---------- Passage to read

[Congressional Record Volume 157, Number 78 (Thursday, June 2, 2011)]
[House]
[Page H3920]
From the Congressional Record Online through the Government Publishing Office [www.gpo.gov]
PENNY-WISE AND POUND-FOOLISH ON AMERICAN SECURITY
The SPEAKER pro tempore. The Chair recognizes the gentlewoman from
California (Ms. Woolsey) for 5 minutes.
Ms. WOOLSEY. Mr. Speaker, we've learned a lot over the last several
days about the Republican commitment to both national security and
fiscal responsibility. Last week, after the party of limited government
spending passed the $690 billion defense authorization bill loaded with
Pentagon pork, they jammed through a 4-year extension of key provisions
of the USA PATRIOT Act. With a last-minute rushed vote with virtually
no debate, the party of small government authorized more wiretapping
and more poking through Americans' personal records.
{time} 1030
Now today, our ongoing debate over fiscal year 2012 Homeland Security
appropriations shows us that the majority's penny-wise, pound-foolish
approach is in all of its glory. This bill breaks faith with first
responders, underfunding key firefighter assistance grants and State
Homeland Security grants that primarily train and equip first
responders. Important programs will be rolled into a block grant so
that localities will be competing for dwindling Federal Homeland
Security grants, this and more undermining our communities' ability to
deal with all kinds of hazards, including potential nuclear, chemical,
and biological attacks.
The bill cuts Homeland Security research and development programs by
40 percent, Mr. Speaker. So while terrorist organizations are busily
mastering technologies, we will be eliminating very important research
projects in biological and explosives detection and advanced
cybersecurity. Shame on us.
Homeland Security already took a hit in fiscal year 2011. The
majority, which claims to care about nothing more than the safety and
security of the American people, wants to cut more than a billion
dollars from last year's funding levels, and provides $2 billion less
than what the President has proposed.

--------------------

§ **Using the information**
A: Reproduce the part of the House floor speech between "[Congressional Record Volume" and "for 5 minutes.", inclusive.
B: In the House floor speech on Homeland Security funding, by what percentage does the bill cut Homeland Security research and development programs?

---------- Given records

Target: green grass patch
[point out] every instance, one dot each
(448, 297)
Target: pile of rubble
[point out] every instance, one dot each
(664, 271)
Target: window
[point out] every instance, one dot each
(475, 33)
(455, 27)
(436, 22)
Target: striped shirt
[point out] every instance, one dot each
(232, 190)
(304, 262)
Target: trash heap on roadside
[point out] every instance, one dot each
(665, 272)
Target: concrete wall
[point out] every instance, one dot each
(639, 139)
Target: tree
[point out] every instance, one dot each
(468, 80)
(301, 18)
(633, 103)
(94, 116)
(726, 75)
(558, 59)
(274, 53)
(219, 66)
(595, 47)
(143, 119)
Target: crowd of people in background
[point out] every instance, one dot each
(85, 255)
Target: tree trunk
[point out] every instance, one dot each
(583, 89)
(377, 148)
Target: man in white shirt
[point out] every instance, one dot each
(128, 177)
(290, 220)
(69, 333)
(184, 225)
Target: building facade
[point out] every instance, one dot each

--------------------

§ **Answers to the tasks**
A:
[Congressional Record Volume 157, Number 78 (Thursday, June 2, 2011)]
[House]
[Page H3920]
From the Congressional Record Online through the Government Publishing Office [www.gpo.gov]
PENNY-WISE AND POUND-FOOLISH ON AMERICAN SECURITY
The SPEAKER pro tempore. The Chair recognizes the gentlewoman from
California (Ms. Woolsey) for 5 minutes.

B: 40 percent